= Material to process =
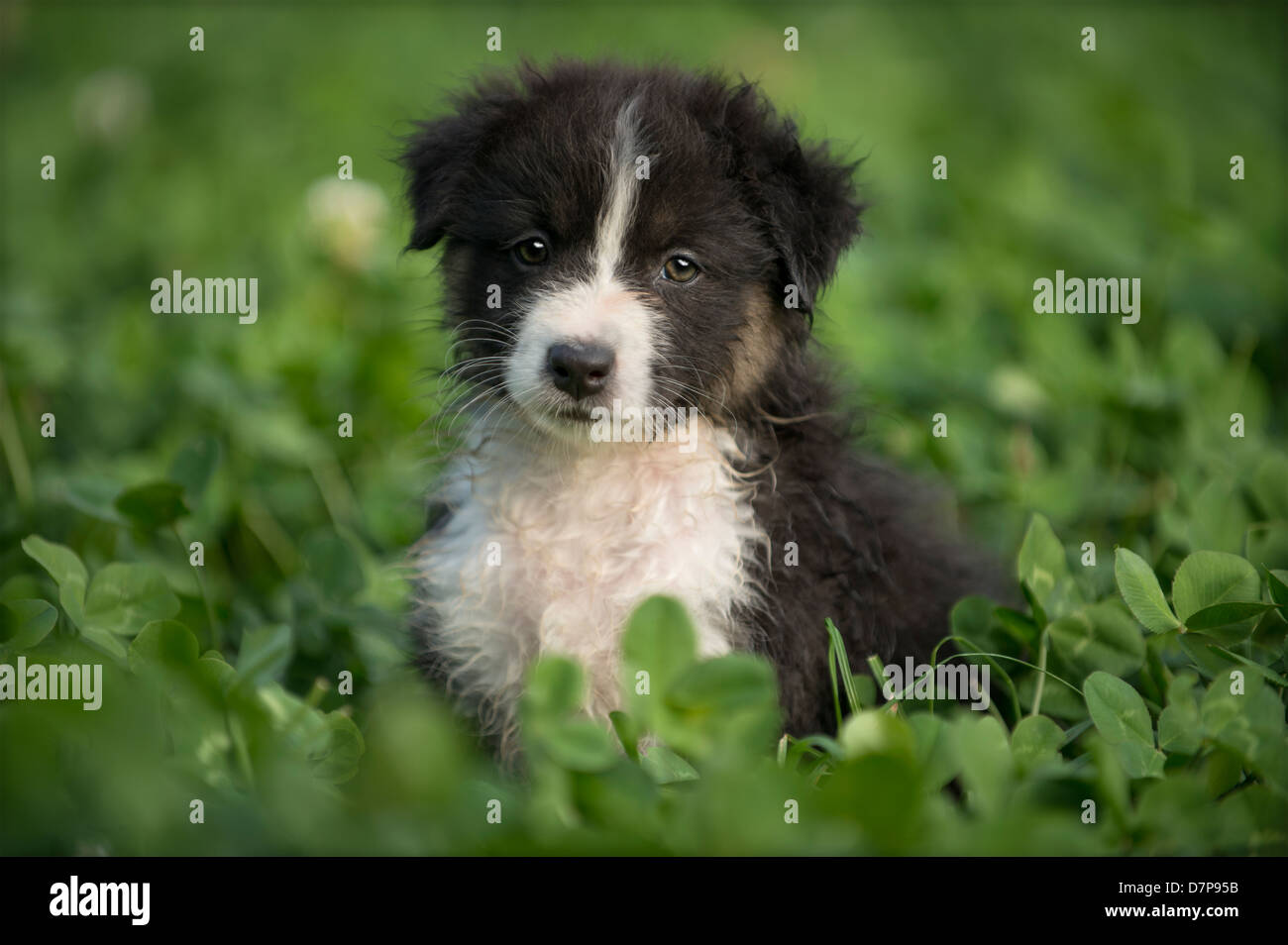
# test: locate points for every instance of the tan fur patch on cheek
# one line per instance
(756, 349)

--

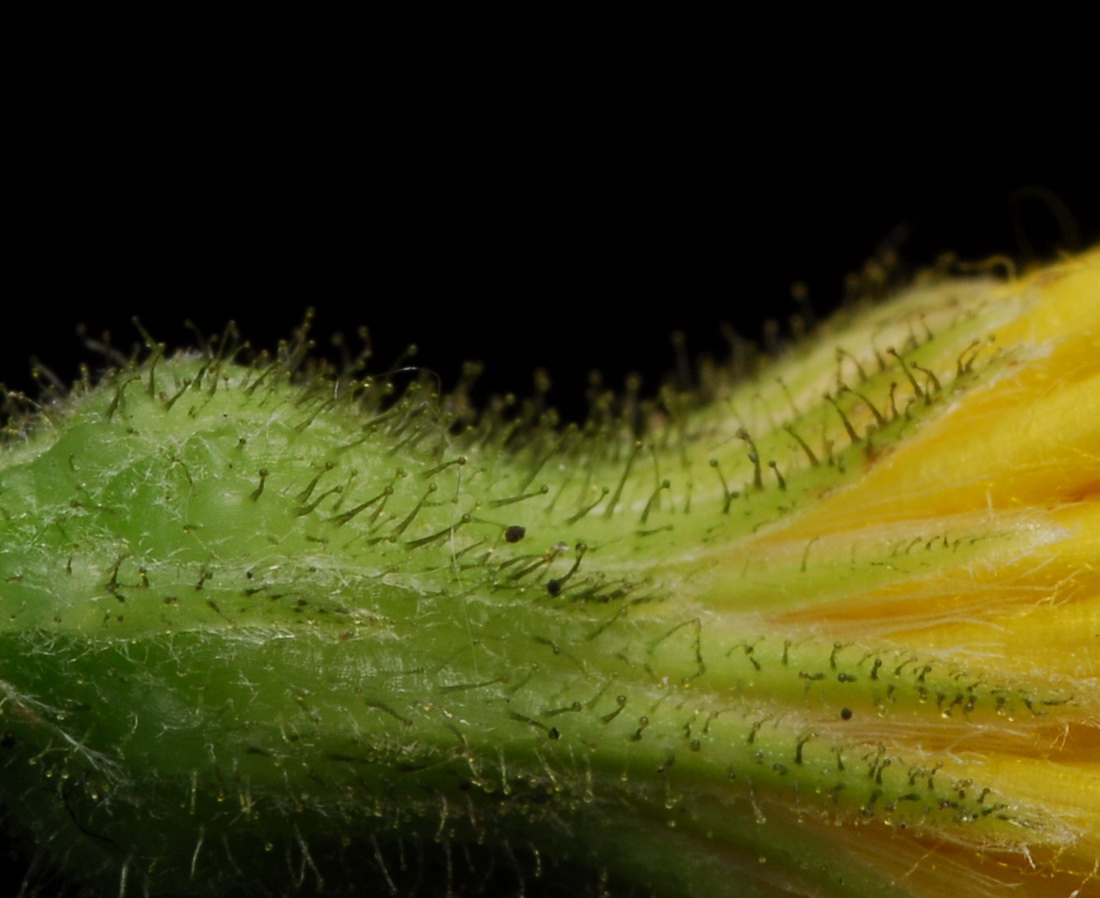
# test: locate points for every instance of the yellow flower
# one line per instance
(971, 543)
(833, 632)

==

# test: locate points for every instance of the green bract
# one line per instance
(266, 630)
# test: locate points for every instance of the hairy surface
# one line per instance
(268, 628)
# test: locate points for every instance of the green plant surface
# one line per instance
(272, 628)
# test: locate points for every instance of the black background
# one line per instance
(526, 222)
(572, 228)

= Exercise instructions =
Count the lines in the rows above that contain the string "points". Reply with the number only.

= Solution for this exercise =
6